# Problem requirements
How many lines of the listing below contain the word "leafy"? Reply with the number alone.

# Dataset rows
-----

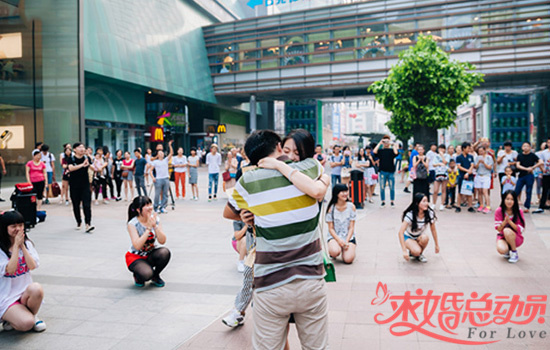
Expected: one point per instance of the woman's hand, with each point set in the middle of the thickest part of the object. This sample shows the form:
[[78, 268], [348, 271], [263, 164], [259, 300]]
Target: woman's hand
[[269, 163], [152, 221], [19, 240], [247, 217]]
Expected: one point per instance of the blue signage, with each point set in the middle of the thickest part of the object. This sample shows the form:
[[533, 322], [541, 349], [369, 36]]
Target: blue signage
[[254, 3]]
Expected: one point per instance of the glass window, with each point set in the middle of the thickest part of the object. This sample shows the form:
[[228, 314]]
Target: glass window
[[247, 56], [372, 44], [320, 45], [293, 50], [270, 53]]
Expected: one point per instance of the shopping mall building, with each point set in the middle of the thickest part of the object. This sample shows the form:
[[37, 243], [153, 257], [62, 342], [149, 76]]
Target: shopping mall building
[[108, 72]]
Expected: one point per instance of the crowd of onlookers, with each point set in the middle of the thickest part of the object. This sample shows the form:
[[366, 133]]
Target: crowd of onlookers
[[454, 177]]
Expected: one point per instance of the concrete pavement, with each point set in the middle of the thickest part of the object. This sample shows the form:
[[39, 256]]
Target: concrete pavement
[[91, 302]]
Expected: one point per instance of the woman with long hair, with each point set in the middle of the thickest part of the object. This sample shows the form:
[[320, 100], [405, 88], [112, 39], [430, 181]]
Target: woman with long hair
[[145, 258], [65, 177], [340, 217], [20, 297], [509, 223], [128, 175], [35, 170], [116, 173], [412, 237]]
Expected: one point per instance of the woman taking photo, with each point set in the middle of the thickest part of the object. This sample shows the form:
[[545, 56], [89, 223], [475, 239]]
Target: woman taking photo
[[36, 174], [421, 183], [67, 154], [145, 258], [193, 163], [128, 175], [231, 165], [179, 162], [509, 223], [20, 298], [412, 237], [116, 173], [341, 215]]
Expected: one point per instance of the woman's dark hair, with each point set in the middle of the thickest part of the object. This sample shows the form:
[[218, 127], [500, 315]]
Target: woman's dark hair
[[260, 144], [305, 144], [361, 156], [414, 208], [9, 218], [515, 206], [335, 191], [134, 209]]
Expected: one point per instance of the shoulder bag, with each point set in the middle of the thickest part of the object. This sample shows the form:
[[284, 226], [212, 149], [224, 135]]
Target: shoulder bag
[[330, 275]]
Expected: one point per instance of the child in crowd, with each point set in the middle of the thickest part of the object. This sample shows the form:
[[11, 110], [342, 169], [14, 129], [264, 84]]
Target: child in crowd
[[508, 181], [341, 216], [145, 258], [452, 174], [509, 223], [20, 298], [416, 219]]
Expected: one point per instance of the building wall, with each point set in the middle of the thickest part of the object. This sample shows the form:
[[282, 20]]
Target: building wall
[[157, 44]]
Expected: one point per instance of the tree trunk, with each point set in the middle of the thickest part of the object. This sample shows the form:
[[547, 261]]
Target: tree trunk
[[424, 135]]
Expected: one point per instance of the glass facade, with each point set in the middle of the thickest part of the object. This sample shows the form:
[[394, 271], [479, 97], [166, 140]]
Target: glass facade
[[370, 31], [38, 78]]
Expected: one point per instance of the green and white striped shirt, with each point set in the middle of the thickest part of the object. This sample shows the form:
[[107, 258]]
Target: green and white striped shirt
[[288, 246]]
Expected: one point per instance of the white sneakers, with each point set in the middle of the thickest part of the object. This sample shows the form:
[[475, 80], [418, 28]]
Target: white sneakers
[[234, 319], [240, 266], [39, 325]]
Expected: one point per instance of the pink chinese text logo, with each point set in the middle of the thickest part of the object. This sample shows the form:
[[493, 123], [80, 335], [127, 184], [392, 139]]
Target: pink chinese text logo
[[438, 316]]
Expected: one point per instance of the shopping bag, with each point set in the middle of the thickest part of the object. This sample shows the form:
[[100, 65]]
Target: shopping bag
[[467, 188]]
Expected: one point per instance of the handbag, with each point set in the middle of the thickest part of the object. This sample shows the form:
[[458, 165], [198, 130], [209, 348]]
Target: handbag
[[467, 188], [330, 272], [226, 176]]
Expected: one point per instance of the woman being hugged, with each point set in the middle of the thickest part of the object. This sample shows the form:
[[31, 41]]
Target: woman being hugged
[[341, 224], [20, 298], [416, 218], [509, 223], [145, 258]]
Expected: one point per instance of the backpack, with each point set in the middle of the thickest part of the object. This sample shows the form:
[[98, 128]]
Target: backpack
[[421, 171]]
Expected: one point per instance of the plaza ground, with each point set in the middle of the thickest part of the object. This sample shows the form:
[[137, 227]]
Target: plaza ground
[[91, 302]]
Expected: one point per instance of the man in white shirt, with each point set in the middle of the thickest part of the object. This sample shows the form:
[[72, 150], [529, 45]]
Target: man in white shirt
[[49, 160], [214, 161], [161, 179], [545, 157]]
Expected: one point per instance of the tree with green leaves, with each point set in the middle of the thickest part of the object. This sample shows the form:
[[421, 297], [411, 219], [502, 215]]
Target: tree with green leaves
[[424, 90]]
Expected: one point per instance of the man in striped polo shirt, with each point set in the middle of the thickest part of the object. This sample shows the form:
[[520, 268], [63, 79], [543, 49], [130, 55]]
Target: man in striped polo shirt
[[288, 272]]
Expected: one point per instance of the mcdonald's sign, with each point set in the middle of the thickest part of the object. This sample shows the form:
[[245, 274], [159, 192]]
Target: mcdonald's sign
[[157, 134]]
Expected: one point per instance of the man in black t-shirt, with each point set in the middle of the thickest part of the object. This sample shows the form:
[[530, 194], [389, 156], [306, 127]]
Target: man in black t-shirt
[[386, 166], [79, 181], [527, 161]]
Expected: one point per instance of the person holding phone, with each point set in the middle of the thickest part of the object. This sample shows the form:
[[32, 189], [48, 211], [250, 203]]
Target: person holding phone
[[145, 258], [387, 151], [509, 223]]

-----

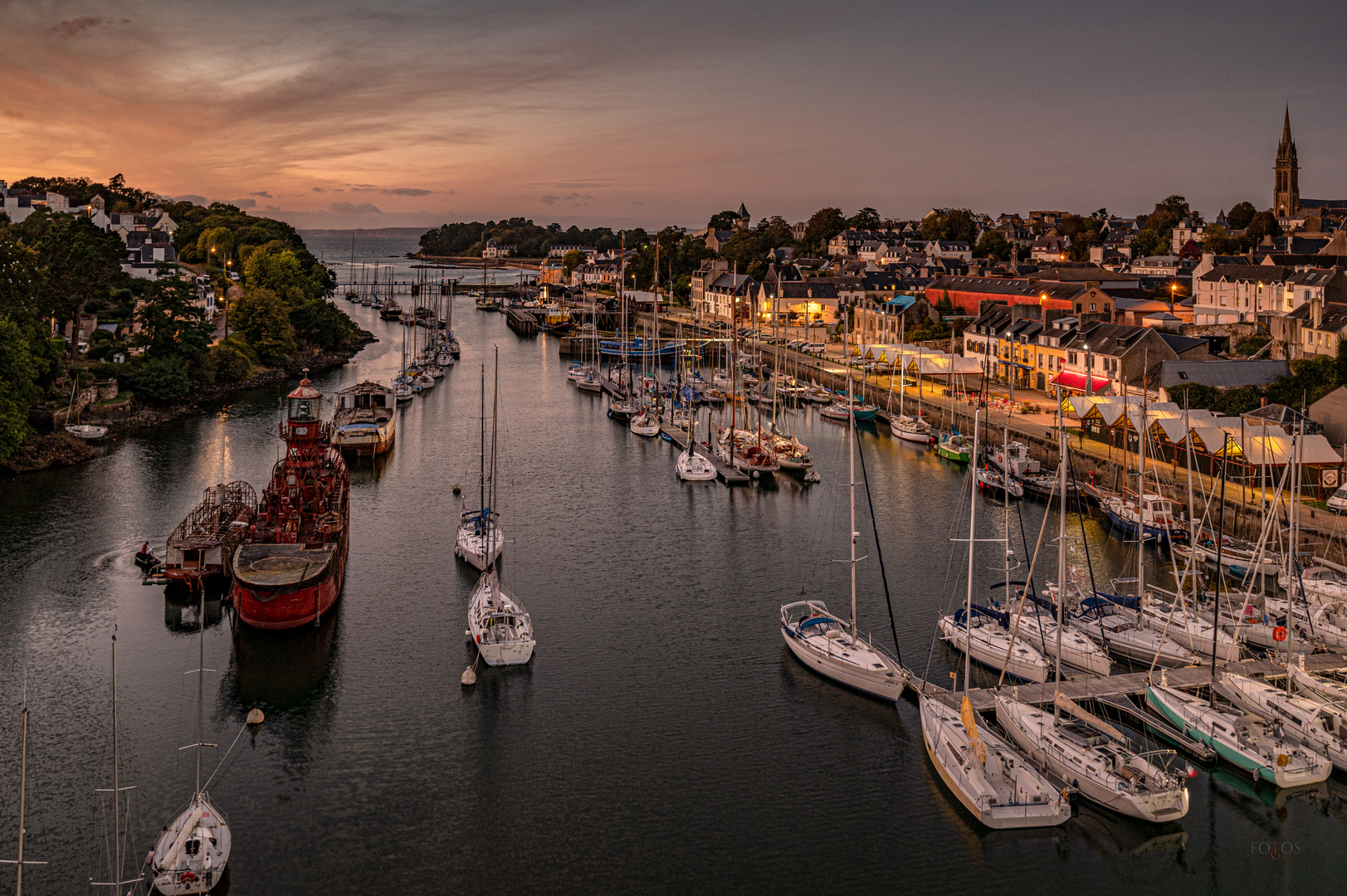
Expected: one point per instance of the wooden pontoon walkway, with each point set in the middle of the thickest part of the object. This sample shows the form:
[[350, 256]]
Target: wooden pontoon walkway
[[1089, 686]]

-----

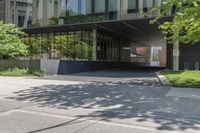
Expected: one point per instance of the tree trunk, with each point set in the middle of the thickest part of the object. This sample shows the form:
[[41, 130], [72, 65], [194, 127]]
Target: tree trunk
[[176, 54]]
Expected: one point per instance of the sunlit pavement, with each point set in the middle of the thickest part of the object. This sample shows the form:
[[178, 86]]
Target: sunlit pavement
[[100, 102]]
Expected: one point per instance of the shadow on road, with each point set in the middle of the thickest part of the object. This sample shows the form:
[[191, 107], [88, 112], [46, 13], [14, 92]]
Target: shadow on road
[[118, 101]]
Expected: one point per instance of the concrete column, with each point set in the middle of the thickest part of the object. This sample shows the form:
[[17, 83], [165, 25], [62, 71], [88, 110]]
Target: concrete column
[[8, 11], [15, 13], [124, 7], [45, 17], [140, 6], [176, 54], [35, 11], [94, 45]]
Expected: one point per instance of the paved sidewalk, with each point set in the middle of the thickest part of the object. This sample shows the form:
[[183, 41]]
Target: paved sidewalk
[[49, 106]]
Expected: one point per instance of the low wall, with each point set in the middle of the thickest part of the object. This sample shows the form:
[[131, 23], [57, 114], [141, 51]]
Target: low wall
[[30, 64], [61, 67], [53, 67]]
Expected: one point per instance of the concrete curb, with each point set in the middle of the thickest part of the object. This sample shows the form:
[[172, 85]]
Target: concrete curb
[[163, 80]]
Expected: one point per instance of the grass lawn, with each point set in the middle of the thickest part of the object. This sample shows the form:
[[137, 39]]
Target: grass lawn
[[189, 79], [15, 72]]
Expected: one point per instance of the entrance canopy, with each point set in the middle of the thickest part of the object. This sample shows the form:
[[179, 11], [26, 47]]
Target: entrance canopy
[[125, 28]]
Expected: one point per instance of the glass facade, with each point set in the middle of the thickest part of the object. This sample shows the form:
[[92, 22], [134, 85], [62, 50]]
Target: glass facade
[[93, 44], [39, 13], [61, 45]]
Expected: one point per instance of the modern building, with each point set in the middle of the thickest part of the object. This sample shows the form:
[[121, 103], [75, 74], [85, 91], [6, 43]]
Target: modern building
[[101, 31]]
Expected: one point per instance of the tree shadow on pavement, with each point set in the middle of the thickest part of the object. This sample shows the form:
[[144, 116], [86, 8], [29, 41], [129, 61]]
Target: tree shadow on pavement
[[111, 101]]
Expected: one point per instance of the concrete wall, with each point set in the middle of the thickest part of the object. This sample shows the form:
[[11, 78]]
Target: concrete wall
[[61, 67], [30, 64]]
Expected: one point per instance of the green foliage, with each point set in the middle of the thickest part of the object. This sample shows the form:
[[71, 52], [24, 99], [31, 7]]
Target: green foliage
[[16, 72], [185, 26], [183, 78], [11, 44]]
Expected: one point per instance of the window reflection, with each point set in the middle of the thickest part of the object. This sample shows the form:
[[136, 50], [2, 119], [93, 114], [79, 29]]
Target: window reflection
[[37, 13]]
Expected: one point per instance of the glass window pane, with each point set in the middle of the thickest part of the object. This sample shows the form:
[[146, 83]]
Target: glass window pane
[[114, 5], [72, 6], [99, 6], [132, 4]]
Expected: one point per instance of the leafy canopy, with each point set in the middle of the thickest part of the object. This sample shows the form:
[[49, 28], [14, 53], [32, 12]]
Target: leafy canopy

-----

# Full output
2